:: Исходный документ

Нет, Он всегда воскресал. Не факт, конечно, что как только Он воскреснет, Его снова не потащат на крест, в ГУЛАГ, как это происходило и происходит, и будет, видимо, происходить не раз.
Часто спрашивают: «Где был Бог, когда люди страдали?» Да вместе с ними и был. Горел в газовой камере, был брошен в ров, но важно не только то, что горел, — важно, что таки не сгорел, снова остался живой. То есть происходят вещи, которых мы не понимаем, не можем охватить своим умом, но они есть.
Поэтому в знак солидарности нам, во-первых, надо жить чем-то высшим: мы, христиане, должны ждать Воскресения Христова и по мере сил делиться этим с ближними.
А во-вторых, жить самыми мелкими ежедневными делами, рутиной. Если ты священник — служи литургию, если ты врач — лечи своих больных, если ты мама — искупай, покорми ребенка.
Ну, а если ты чувствуешь в себе какие-то особые возможности, то поезжай в зону боевых действий, вытаскивай там людей из разрушенных подвалов. Господь тебе подскажет, через твою к Нему молитву и через жизнь, что тебе делать.
— Между высоким и низким есть середина?

::::
:: Данные для анализа

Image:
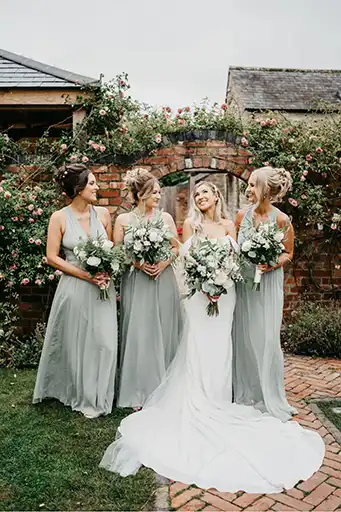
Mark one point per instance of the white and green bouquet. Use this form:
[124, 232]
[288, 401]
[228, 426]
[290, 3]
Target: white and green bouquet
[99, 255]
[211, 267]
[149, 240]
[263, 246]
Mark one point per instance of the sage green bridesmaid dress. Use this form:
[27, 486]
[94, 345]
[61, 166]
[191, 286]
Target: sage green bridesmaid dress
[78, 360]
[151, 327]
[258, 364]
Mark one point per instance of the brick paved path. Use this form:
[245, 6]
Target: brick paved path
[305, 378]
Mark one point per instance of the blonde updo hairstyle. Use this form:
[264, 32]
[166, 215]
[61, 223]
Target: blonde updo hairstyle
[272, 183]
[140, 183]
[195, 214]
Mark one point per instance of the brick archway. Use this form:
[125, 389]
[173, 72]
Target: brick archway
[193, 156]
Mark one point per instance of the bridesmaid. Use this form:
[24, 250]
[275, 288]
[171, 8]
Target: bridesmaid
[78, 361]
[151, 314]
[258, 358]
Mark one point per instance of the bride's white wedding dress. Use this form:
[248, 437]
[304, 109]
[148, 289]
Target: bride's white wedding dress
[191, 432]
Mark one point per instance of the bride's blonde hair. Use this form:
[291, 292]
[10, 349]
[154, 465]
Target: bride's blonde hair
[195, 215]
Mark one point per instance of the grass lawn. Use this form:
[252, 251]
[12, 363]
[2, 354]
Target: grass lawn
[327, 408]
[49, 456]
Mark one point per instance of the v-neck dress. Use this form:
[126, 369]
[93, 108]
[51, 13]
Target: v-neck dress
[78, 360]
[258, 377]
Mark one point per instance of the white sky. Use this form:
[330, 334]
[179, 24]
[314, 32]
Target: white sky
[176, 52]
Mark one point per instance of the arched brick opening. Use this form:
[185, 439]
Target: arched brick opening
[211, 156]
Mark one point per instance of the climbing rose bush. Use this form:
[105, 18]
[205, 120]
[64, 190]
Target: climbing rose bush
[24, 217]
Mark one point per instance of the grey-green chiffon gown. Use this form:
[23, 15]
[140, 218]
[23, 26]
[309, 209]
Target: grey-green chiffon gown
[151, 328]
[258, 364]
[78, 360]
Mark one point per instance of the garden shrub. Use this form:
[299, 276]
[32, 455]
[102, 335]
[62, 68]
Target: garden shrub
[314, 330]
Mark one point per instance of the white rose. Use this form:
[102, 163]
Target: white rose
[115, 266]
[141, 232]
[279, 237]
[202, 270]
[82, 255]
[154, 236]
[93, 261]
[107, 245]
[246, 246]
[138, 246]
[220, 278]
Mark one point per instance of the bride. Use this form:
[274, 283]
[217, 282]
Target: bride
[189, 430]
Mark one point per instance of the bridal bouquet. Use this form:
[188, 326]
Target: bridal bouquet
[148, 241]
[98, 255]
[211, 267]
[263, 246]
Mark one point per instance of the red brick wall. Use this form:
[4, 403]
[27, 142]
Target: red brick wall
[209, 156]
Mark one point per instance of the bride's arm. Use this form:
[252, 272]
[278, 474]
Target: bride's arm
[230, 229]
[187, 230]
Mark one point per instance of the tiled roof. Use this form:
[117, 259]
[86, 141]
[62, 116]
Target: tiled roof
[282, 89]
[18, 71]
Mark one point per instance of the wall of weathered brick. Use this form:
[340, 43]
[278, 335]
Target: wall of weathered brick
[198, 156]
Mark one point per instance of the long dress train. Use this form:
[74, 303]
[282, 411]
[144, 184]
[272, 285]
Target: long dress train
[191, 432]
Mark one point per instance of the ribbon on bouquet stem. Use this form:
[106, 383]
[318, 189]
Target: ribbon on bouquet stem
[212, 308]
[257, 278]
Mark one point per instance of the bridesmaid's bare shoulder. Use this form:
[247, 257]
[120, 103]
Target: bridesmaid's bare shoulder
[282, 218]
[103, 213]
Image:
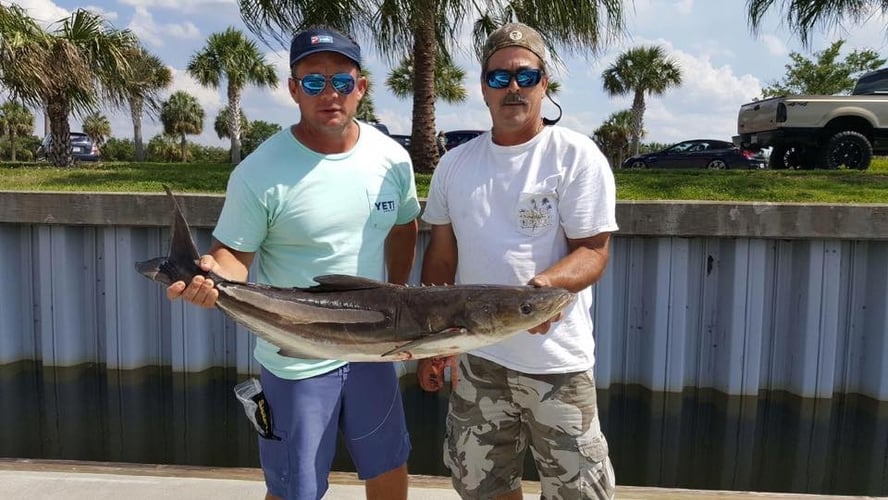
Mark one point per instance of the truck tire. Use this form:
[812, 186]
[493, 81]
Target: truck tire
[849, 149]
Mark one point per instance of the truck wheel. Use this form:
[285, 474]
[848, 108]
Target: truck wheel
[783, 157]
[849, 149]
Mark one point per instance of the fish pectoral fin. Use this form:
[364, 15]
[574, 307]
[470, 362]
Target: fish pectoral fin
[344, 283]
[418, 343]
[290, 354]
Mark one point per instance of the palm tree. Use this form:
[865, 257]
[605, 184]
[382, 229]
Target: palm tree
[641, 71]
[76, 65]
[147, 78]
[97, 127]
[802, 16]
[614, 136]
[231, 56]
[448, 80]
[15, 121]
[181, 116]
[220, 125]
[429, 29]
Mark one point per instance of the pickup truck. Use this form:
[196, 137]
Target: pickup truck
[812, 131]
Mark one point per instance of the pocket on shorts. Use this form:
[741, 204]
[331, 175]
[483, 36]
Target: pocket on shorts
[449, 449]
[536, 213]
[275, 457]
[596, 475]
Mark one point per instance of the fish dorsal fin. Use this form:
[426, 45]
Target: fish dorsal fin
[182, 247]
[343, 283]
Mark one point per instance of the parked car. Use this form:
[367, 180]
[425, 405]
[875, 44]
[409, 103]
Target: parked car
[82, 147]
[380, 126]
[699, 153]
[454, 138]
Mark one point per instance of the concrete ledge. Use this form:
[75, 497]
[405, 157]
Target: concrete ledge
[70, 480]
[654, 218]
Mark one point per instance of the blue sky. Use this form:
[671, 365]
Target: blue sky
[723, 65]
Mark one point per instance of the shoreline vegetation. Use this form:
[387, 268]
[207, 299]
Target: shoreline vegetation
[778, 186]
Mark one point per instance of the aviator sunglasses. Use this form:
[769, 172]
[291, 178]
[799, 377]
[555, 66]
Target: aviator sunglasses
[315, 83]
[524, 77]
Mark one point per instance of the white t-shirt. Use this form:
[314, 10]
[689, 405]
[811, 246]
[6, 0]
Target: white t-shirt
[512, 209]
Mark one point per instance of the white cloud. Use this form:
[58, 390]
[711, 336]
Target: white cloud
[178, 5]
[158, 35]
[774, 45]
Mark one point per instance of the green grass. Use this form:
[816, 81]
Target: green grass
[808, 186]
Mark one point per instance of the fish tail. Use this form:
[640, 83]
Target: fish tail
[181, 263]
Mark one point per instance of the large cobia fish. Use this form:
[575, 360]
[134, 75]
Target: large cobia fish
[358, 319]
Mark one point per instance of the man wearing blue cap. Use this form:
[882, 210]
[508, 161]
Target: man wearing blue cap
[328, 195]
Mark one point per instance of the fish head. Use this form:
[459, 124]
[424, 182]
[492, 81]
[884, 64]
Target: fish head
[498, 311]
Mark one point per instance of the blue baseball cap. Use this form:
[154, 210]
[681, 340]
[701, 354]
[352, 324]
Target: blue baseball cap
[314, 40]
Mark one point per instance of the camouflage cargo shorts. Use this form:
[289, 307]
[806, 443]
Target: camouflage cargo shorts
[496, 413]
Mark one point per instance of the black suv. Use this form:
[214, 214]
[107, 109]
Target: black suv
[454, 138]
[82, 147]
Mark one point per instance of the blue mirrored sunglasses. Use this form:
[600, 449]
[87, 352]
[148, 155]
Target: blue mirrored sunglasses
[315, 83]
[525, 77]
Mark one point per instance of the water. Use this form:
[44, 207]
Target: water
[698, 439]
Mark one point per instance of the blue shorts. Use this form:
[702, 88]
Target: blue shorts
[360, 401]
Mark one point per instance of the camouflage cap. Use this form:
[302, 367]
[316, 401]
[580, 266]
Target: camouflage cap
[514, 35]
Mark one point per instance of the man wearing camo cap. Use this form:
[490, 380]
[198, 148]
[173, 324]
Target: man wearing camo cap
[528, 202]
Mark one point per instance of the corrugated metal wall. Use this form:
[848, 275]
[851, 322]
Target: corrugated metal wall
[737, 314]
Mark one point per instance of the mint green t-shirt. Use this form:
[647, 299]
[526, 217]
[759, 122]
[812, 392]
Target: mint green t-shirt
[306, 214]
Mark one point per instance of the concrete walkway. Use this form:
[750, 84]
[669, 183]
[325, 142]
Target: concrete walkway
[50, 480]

::::

:: Цель задания ::
Продолжите текст о Боге и человеческих страданиях, начав сразу после его последней фразы.

:: Ожидаемый ответ ::
— Середина, которую я сейчас имею в виду, — это как раз некий мейнстрим. Участие в бесплодных спорах, демонстративные заявления типа «не могу спать потому, что начитался новостей». Нет, я понимаю, есть люди, которые действительно не могут спать из-за этого. Но иногда это становится бонтоном в некоем социуме, а если ты хорошо выспался, на тебя смотрят, как на бесчувственное животное или даже как на врага.
Я не хочу обесценить страдания этих людей, но вспоминаю образ у святых отцов — пес, который лижет пилу. Он упивается вкусом крови, не замечая того, что кровь — его собственная. Ну, вы перестаньте пилу-то лизать. Возьми ты пульт от телевизора, нажми кнопку, выключи его хоть ненадолго. Ты считаешь, что, находясь в этом бесконечном колесе, вот в этом неврозе, в этом упоении, ты кому-то по-христиански сострадаешь? Нет, ты просто лижешь пилу.
«Планета от нас устала»
— Для священника сейчас более тяжелое время, чем обычно? Как вы справляетесь?
— Очень тяжело дался этот Великий пост, много всего навалилось. Даже погода какая-то странная в Минусинске — утром минус 6, днем плюс 20. Вокруг города пожары, ежедневно три-четыре возгорания. Как будто планета износилась, и надоели мы ей так, что она больше не восстанавливается. От таких температурных перепадов люди себя плохо чувствуют. В Лазареву субботу мы схоронили нашего близкого товарища, иеромонаха, умершего от тяжелой болезни в молодом еще возрасте.
И, конечно, происходящие вне Минусинска события сказываются. Люди часто нервозны, агрессивны, обескуражены.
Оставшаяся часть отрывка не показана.